### ACTIVITY:
Reproduce exactly the line that includes "Query: gray cloud" and all lines after it, ending with the last line of the data.

### SUPPLIED DATA:

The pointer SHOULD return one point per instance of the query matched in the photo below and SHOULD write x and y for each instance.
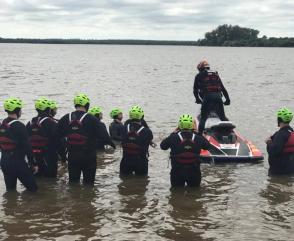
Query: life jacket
(76, 136)
(132, 146)
(7, 142)
(187, 156)
(211, 82)
(289, 146)
(37, 136)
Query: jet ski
(227, 145)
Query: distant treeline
(90, 41)
(223, 35)
(228, 35)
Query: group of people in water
(77, 136)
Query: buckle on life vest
(132, 149)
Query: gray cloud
(153, 19)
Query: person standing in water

### WRITTEN SOLUTION:
Query: gray cloud
(153, 19)
Query: person standing in water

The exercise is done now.